#### Passage choisi

La gouverneure de Tokyo, Yuriko Koike, a fini par établir une liste de commerces priés de fermer à partir de samedi et jusqu'au 6 mai après avoir surmonté ses différends avec les conseillers du Premier ministre Shinzo Abe sur l'étendue de ces fermetures.

Yuriko Koike souhaitait agir plus rapidement mais Shinzo Abe a refusé toute mesure susceptible d'accroître les difficultés d'une économie japonaise déjà au bord de la récession, alimentant les accusations selon lesquelles son gouvernement privilégie l'intérêt des entreprises sur les vies humaines.

"Ce sera dur pour les habitants mais si nous agissons rapidement, la douleur sera de courte durée et l'épidémie sera vite contenue", a déclaré la gouverneure vendredi lors d'une réunion du comité ad hoc mis en place pour gérer ces mesures.

Parmi les commerces concernés, les salles de jeux vidéo et les cafés internet sont priés de fermer tandis que les restaurants doivent réduire leurs horaires d'ouverture. Les grands magasins, les commerces d'ameublement et les coiffeurs sont exemptés, ce qui constitue une concession vis-à-vis du gouvernement.

########

> **Consigne**: Retapez en entier, mot pour mot, le passage sur la fermeture des commerces à Tokyo.

#### Matériel

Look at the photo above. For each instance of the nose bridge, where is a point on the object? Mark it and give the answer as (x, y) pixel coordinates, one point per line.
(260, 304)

########

> **Réponse**:
La gouverneure de Tokyo, Yuriko Koike, a fini par établir une liste de commerces priés de fermer à partir de samedi et jusqu'au 6 mai après avoir surmonté ses différends avec les conseillers du Premier ministre Shinzo Abe sur l'étendue de ces fermetures.

Yuriko Koike souhaitait agir plus rapidement mais Shinzo Abe a refusé toute mesure susceptible d'accroître les difficultés d'une économie japonaise déjà au bord de la récession, alimentant les accusations selon lesquelles son gouvernement privilégie l'intérêt des entreprises sur les vies humaines.

"Ce sera dur pour les habitants mais si nous agissons rapidement, la douleur sera de courte durée et l'épidémie sera vite contenue", a déclaré la gouverneure vendredi lors d'une réunion du comité ad hoc mis en place pour gérer ces mesures.

Parmi les commerces concernés, les salles de jeux vidéo et les cafés internet sont priés de fermer tandis que les restaurants doivent réduire leurs horaires d'ouverture. Les grands magasins, les commerces d'ameublement et les coiffeurs sont exemptés, ce qui constitue une concession vis-à-vis du gouvernement.